• **WHAT IS BEING ASKED**
From the entries below, please output exactly the lines starting at the one containing "Target: rock with algae" and ending at the one containing "one marker per instance, written like [574,494]", both included.

Items from a dataset:
*** Block opens ***

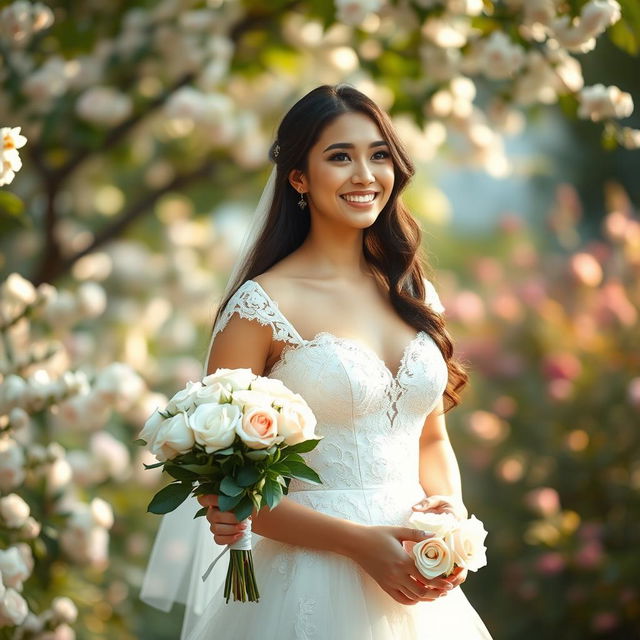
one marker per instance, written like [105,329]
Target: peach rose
[259,427]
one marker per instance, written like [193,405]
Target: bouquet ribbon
[243,544]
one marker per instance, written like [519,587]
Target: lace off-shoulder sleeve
[432,298]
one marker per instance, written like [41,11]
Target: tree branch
[53,268]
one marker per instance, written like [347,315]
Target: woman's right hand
[224,525]
[381,554]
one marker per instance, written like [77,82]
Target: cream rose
[14,568]
[232,379]
[296,422]
[151,427]
[185,399]
[214,425]
[13,609]
[214,392]
[173,438]
[258,428]
[468,544]
[433,557]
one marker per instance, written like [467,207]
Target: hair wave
[391,245]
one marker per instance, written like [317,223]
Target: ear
[298,180]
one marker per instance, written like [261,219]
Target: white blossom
[104,106]
[13,609]
[12,460]
[354,12]
[14,567]
[500,57]
[20,20]
[14,511]
[599,103]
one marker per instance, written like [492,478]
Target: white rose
[437,524]
[151,427]
[13,609]
[110,455]
[173,438]
[102,513]
[274,388]
[433,556]
[13,392]
[86,546]
[64,609]
[185,399]
[233,379]
[31,528]
[259,427]
[13,567]
[296,422]
[14,511]
[214,392]
[11,464]
[214,425]
[468,544]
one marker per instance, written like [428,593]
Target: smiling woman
[336,258]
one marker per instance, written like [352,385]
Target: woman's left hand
[442,504]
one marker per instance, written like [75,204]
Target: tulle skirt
[315,595]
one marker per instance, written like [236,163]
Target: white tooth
[367,198]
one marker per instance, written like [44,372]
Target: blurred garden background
[140,155]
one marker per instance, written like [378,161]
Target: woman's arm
[439,472]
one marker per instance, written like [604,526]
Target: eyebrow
[349,145]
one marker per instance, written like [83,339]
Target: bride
[329,296]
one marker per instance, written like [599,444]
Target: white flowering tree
[118,125]
[123,107]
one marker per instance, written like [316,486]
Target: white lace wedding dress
[368,461]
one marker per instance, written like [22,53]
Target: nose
[363,174]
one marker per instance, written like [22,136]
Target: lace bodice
[370,419]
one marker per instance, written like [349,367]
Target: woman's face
[350,173]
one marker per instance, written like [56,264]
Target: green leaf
[272,492]
[303,472]
[247,476]
[301,447]
[244,508]
[227,503]
[229,487]
[169,498]
[206,488]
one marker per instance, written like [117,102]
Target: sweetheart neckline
[353,341]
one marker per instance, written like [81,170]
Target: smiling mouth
[360,199]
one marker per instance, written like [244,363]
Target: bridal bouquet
[237,435]
[453,543]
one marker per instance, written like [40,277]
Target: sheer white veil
[184,547]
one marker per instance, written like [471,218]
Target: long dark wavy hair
[391,245]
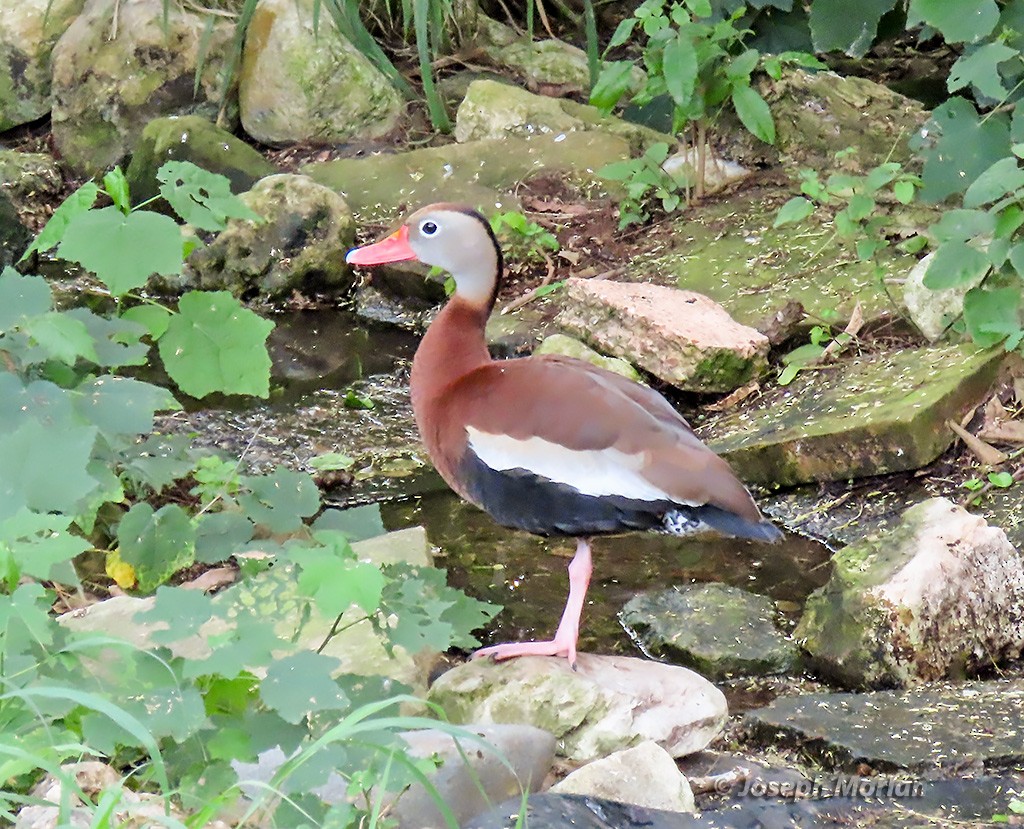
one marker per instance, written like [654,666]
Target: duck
[549,444]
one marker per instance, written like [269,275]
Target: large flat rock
[680,337]
[868,416]
[919,729]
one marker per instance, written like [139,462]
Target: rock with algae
[940,594]
[680,337]
[868,416]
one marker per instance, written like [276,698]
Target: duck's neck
[454,345]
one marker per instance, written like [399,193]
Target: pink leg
[564,643]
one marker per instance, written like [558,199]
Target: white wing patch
[591,472]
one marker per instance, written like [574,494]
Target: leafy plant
[83,476]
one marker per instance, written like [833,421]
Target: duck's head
[454,237]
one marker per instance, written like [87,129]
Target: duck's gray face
[449,237]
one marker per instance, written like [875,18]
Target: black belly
[524,500]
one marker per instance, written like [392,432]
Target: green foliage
[211,680]
[521,238]
[645,180]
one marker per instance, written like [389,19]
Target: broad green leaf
[216,345]
[958,145]
[22,297]
[280,500]
[846,25]
[680,69]
[120,405]
[201,198]
[961,22]
[44,469]
[156,543]
[1003,177]
[991,314]
[123,251]
[61,337]
[796,210]
[116,186]
[980,68]
[754,112]
[219,535]
[155,318]
[300,685]
[612,83]
[955,263]
[75,205]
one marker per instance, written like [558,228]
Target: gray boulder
[300,86]
[941,594]
[28,31]
[107,89]
[300,246]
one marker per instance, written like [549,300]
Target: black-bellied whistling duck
[549,444]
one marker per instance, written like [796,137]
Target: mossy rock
[483,174]
[867,416]
[717,629]
[195,139]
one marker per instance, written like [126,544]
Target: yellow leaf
[122,572]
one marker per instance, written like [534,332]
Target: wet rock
[357,648]
[644,776]
[680,337]
[483,174]
[496,110]
[14,236]
[729,251]
[933,311]
[297,85]
[716,629]
[609,703]
[107,89]
[299,248]
[570,347]
[916,729]
[195,139]
[867,416]
[28,31]
[940,594]
[818,114]
[515,758]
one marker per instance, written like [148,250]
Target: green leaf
[955,263]
[123,251]
[75,205]
[980,68]
[846,25]
[22,297]
[1003,177]
[958,145]
[796,210]
[116,186]
[958,22]
[61,337]
[201,198]
[216,345]
[157,544]
[44,469]
[612,83]
[754,112]
[680,68]
[300,685]
[155,318]
[991,314]
[280,500]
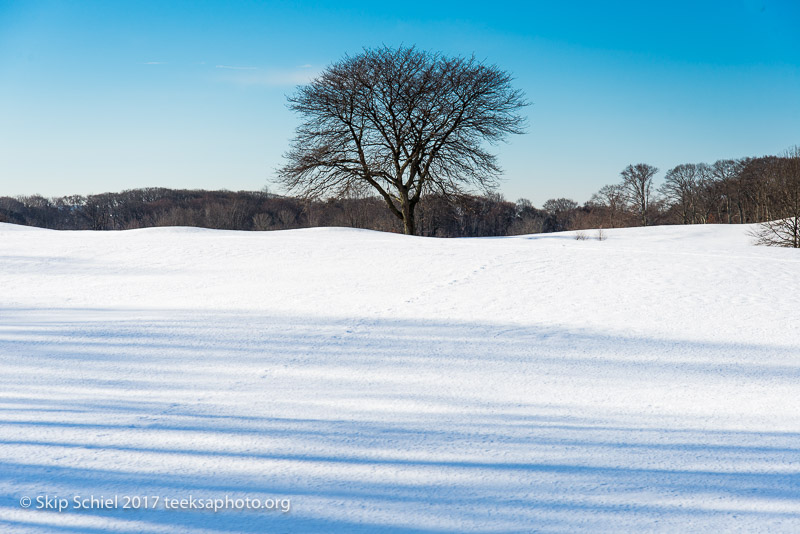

*** Block closes ***

• **EXERCISE SOLUTION**
Target: rock with algae
[940,594]
[680,337]
[868,416]
one marker per instance, written like [276,698]
Target: duck's neck
[454,345]
one marker per instance, written like [399,193]
Target: pink leg
[564,643]
one marker per instance, written like [558,199]
Target: white wing patch
[591,472]
one marker per instance, written like [574,494]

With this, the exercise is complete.